▸ EXERCISE GOAL
Repeat the entries exactly, keeping every line as it is.

[Saved entries]
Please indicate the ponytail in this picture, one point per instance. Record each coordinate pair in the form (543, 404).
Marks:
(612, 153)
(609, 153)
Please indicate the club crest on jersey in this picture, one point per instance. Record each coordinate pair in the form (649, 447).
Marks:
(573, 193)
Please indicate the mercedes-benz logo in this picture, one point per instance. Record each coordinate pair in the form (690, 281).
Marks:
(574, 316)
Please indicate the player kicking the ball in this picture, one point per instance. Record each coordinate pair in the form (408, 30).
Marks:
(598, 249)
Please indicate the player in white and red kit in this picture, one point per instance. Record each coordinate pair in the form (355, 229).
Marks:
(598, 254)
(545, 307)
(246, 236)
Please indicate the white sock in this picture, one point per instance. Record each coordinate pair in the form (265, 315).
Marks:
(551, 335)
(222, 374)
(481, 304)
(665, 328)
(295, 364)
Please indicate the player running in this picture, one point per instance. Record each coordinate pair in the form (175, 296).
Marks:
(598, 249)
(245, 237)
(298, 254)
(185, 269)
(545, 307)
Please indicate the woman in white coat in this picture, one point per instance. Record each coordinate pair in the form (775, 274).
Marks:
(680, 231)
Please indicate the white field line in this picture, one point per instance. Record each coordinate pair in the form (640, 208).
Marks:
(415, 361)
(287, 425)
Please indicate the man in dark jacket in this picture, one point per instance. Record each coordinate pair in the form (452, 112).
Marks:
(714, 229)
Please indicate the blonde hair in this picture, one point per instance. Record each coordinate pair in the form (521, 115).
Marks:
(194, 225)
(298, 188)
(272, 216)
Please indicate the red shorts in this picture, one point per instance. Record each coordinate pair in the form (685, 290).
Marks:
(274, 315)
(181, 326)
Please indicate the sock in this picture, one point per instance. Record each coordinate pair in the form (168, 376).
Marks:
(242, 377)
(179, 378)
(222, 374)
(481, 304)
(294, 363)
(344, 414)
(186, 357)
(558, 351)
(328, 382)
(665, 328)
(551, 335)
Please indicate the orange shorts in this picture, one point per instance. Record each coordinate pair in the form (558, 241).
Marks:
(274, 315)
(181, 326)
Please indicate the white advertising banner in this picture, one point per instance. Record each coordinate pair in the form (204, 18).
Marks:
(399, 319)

▸ RESULT OF THE EXERCISE
Please indicate the ponytail in this picture, one point per instance. Record each coordinate pair in the form (543, 404).
Marks:
(612, 153)
(609, 153)
Please indicate the club crest on jersey in this picture, one point per instance. Record each coordinate pair in the form (649, 447).
Marks:
(573, 193)
Please indicate the mercedes-benz logo in this picture, one point per instance. Record each coordinate pair in the form (690, 281).
Marks:
(574, 316)
Please indicate the player kicking the ball in this picture, one point per instance. Record each coordinate pair in the form (408, 30).
Marks:
(598, 249)
Please indicate the player in white and red kit in this picture, one point per instance. Record each coordinate pair in the form (355, 229).
Marks:
(598, 254)
(545, 307)
(246, 236)
Please indicate the white sock in this picture, one point per instance. Record each coordinate pair in the form (265, 315).
Marks:
(551, 335)
(222, 374)
(481, 304)
(665, 328)
(295, 364)
Please indicate the player running in this picture, one point per instance. Record each coordinate pair in the form (175, 296).
Marks:
(598, 249)
(245, 237)
(298, 254)
(185, 269)
(545, 307)
Please indicate the woman in white coat in this picture, one point per instance. Record each coordinate pair in the form (775, 274).
Marks:
(680, 231)
Please indicate the white field line in this picture, one point per instance. Record each coordinate pair in the form (640, 208).
Marks:
(415, 361)
(287, 425)
Please indicate the man in dark jacket in this picture, one point per instance. Record each coordinate pair in the form (452, 112).
Marks:
(714, 229)
Please indicate the blonde hair in this picture, one point per instance. Record each coordinate pair in the form (521, 115).
Marks:
(194, 225)
(298, 188)
(272, 216)
Please indicate the red shorts in this picture, one point per instance. Record each coordinate pair in the form (685, 290).
Marks:
(274, 315)
(181, 326)
Please indicate the sock in this picture, one point per instance. Record each coordinate pair in the form (168, 376).
Marks:
(242, 377)
(179, 378)
(222, 374)
(481, 304)
(294, 363)
(344, 414)
(186, 357)
(558, 351)
(328, 382)
(665, 328)
(551, 335)
Please indicate the orange shorts in this picture, one point per instance. Record each coordinate pair in the form (558, 241).
Marks:
(274, 315)
(181, 326)
Please indicate the white advertising banner in this picture, one point per instance. Record each coordinate pair in the form (204, 18).
Marks:
(399, 319)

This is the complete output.